### Exercise objective
Reproduce the listing that follows with no differences at all.

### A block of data

--- --- ---

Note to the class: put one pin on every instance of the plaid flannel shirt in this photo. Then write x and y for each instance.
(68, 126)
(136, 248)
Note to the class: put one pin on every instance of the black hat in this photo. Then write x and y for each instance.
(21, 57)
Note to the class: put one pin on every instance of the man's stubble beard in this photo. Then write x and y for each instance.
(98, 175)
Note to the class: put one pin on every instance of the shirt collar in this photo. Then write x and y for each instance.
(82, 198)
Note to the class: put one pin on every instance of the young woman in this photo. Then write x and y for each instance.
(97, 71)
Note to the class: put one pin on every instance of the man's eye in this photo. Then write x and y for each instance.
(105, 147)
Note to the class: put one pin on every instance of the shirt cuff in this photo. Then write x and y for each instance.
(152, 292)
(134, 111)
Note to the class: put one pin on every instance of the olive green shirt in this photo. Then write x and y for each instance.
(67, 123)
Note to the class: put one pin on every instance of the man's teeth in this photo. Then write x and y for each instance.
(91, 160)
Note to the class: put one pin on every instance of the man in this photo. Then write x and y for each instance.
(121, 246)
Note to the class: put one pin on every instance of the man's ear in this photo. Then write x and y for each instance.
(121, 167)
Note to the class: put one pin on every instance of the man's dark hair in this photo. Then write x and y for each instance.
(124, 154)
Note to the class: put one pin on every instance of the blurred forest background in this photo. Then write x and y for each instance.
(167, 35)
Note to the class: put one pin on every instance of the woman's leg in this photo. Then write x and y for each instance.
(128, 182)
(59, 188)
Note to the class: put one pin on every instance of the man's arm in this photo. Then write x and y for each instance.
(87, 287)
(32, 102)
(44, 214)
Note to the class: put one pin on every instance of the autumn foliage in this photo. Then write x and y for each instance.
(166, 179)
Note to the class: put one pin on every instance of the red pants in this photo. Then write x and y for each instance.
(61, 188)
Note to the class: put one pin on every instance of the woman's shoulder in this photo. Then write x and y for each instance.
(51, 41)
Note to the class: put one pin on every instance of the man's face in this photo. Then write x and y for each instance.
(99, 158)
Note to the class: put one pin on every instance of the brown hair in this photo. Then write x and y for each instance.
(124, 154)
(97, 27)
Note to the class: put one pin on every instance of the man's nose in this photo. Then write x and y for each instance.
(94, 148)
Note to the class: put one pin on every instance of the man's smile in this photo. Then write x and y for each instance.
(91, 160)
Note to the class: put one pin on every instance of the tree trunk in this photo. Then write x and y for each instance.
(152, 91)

--- --- ---

### Exercise answer
Note to the class: put one pin on every instance of the plaid flannel shirt in this photo. Then write x and y for each instance.
(68, 126)
(136, 248)
Note to the class: put one pin on every instance of the black hat in this photo. Then write x and y for each instance.
(21, 57)
Note to the class: put one pin on every instance of the man's stubble beard in this photo. Then write x and y for each instance.
(98, 175)
Note to the class: put one pin on every instance of the shirt collar in this photo. Then write x and y for each instance.
(82, 198)
Note to the class: put one pin on every instance of the young woman in this photo. Then write x and y for each instance.
(97, 71)
Note to the class: put one pin on every instance of the man's eye in this photo. Then write x and y for each instance.
(105, 147)
Note to the class: put one pin on every instance of the shirt cuff in this photo. Then write x and y for each instance.
(152, 292)
(134, 111)
Note to the class: put one pin on every instance of the olive green shirt in this photo. Then write x and y for each instance.
(67, 123)
Note to the class: put one pin on every instance of the man's teeth in this photo. Then write x and y for each instance.
(91, 160)
Note to the class: put one pin on every instance of the man in this photo. Then write x and y for each instance.
(121, 246)
Note to the class: put one pin on every instance of the man's ear in this photo. Then write x and y for each instance.
(121, 167)
Note to the class: put one pin on every instance of the man's dark hair in this photo. Then write x and y for each instance.
(124, 154)
Note to the class: put one pin on every instance of the blurred forest background in this photo. Then write x and y for each instance.
(167, 35)
Note to the class: put one pin on every instance of the woman's leg in this photo. Then write x and y for each instance.
(128, 182)
(59, 188)
Note to the class: put one pin on every instance of the man's arm in this photo. Then write x and y for each instance.
(87, 287)
(32, 102)
(44, 214)
Note to the class: put one pin on every instance of the autumn foliage in this photo. Then write x and y for each instance.
(166, 179)
Note to the class: put one pin on every instance of the red pants in this photo. Then write x and y for each instance.
(61, 188)
Note to the class: put one pin on every instance of the woman's shoulder in this photo. Then write x and y for each instance.
(51, 41)
Note to the class: put one pin on every instance of the man's face in this photo. Then write x and y for each instance.
(99, 158)
Note to the class: put one pin on every instance of the brown hair in this photo. Then write x and y for each instance.
(124, 154)
(97, 27)
Note to the class: put one pin on every instance of the man's nose in this photo. Then write x and y for each instance.
(94, 148)
Note to the class: put one pin on every instance of the man's smile in this photo. Then write x and y for each instance.
(91, 160)
Note to the class: put one pin on every instance of the tree trunk in this photo. Then write x and y for each instance.
(152, 91)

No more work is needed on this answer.